§ **EXCERPT**:
International career
- Years: Team / Apps / (Points)
- 2016–2021: Ireland / 19 / (5)
- 2018: Barbarians / 1 / (0)
- Correct as of 4 July 2021

= Ultan Dillane =

French-born Irish rugby union player

Ultan Dillane (born 9 November 1993) is an Irish rugby union player. He plays for La Rochelle in the Top 14 which is the top tier of rugby union in France. Dillane primarily plays as a lock.

==Early life==
Dillane was born in Paris, France to an Irish mother. His father is from the Ivory Coast. At the age of seven, Dillane moved to Ireland, settling in Tralee in his mother's native county of Kerry. Dillane attended St Mary's Christian Brothers School in Tralee.

==Early career==
Dillane first played rugby for his local club Tralee RFC. Invited to play by a neighbour, but reluctant to take up the sport at first, Dillane and his brother were promised €5 by their mother if they went. While with Tralee, Dillane was involved in the youth set up of his local provincial team, Munster. Dillane left the Munster set up however, and joined the academy of Connacht.

§ **TASK 1**:
Answer these using the Ultan Dillane article:
(a) Which club does Dillane play for?
(b) In which town did he settle after moving to Ireland?
(c) How many appearances for Ireland does the career table list?
§ **TASK 2**:
For each statement, say whether the Ultan Dillane article supports it, and quote the words that decide it.
(a) Dillane's father comes from the Ivory Coast.
(b) Dillane moved to Ireland at the age of ten.
(c) Dillane stayed within the Munster set up.
§ **TASK 3**:
Quote the Ultan Dillane article from "- 2018: Barbarians" to "plays as a lock.".
The lines that follow were drawn from a different source than the Ultan Dillane article.

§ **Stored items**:
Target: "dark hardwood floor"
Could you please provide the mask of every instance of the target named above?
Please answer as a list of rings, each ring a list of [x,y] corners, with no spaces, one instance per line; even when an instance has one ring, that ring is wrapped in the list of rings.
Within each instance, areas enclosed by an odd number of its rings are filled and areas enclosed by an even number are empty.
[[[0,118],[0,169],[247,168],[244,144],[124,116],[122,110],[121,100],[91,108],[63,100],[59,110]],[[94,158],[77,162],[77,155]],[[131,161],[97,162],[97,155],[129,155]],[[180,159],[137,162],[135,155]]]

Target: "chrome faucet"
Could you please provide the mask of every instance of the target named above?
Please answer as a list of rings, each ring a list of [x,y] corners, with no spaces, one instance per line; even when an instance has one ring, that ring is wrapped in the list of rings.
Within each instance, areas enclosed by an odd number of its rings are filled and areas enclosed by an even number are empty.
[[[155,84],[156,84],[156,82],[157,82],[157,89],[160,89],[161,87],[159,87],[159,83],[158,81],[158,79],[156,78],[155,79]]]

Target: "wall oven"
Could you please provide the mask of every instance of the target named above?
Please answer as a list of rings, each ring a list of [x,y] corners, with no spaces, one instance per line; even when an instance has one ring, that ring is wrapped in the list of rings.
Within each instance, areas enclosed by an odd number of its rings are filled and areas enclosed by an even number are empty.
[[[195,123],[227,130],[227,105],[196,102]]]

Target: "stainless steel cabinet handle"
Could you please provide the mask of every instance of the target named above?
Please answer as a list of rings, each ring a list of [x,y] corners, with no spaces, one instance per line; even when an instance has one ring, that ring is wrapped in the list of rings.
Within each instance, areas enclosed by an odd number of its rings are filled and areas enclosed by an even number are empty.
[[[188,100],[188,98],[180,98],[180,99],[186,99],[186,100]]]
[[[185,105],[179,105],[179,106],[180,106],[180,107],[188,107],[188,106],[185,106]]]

§ **WRITTEN SOLUTION 1**:
(a) La Rochelle
(b) Tralee
(c) 19

§ **WRITTEN SOLUTION 2**:
(a) Yes: "His father is from the Ivory Coast."
(b) No: "At the age of seven, Dillane moved to Ireland"
(c) No: "Dillane left the Munster set up however, and joined the academy of Connacht."

§ **WRITTEN SOLUTION 3**:
- 2018: Barbarians / 1 / (0)
- Correct as of 4 July 2021

= Ultan Dillane =

French-born Irish rugby union player

Ultan Dillane (born 9 November 1993) is an Irish rugby union player. He plays for La Rochelle in the Top 14 which is the top tier of rugby union in France. Dillane primarily plays as a lock.